▶ _What you should do_
Below are some entries. Count the lines where "instance" appears and state only that number.

━━ Data for this exercise

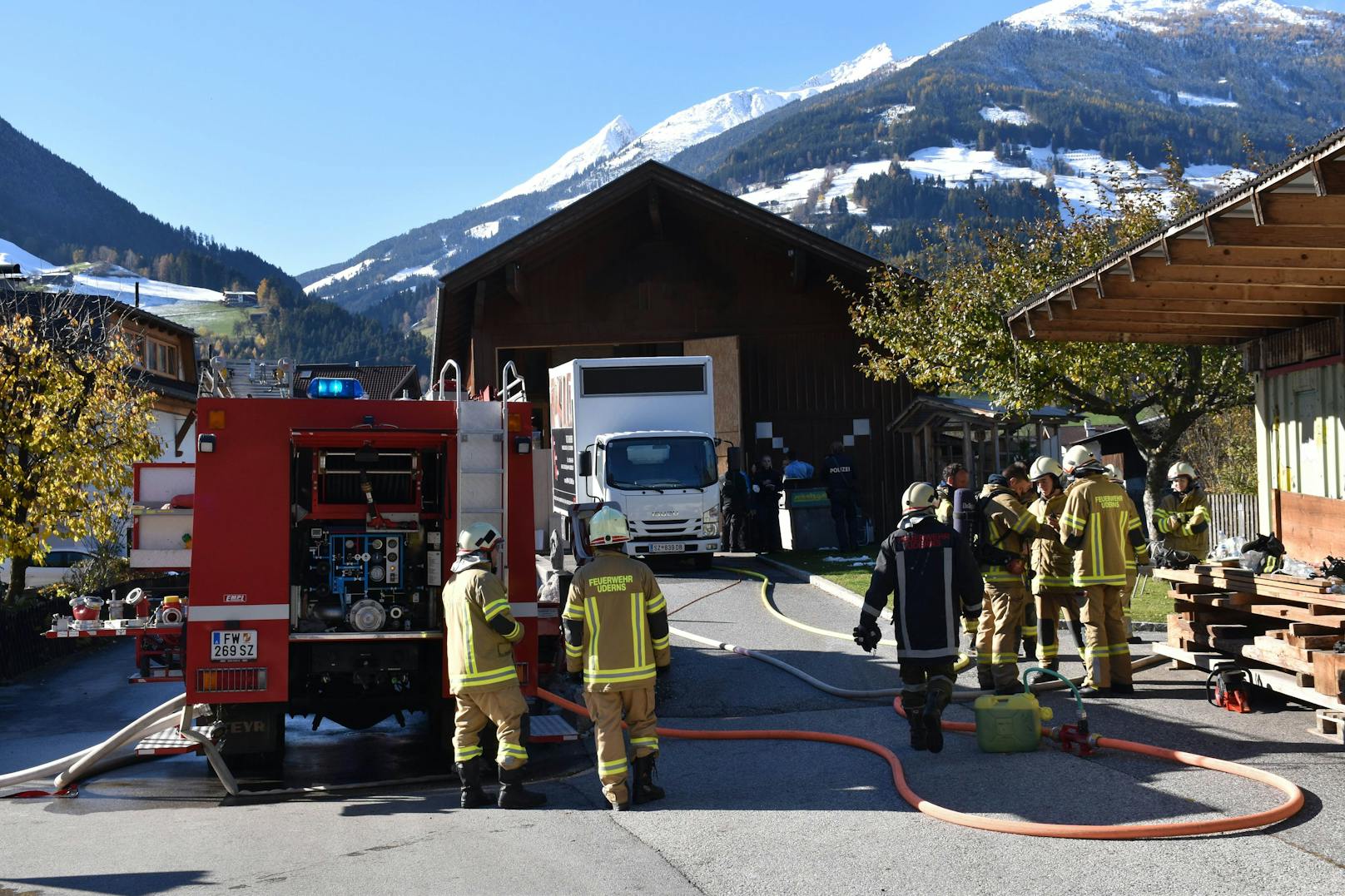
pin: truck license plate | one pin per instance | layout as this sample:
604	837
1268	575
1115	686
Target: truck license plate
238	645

━━━━
━━ Data for this exercise

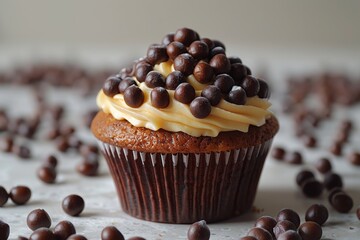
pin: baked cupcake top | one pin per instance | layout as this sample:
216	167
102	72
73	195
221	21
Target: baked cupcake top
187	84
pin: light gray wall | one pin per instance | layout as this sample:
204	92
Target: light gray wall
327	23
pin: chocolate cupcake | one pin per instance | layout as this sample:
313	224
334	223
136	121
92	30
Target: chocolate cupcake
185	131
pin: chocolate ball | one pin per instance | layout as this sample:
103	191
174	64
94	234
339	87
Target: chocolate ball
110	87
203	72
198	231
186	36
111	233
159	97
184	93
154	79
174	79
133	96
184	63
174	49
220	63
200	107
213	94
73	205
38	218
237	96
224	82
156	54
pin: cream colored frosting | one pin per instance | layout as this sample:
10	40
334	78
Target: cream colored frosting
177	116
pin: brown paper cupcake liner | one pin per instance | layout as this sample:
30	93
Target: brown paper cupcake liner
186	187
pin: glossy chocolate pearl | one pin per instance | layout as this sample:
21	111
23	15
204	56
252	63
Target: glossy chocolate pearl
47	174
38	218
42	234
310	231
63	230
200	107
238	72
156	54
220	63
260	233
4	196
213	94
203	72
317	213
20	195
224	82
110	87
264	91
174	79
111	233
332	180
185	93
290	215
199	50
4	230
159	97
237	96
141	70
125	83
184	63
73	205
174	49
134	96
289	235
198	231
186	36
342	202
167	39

━━━━

▶ _Answer section_
8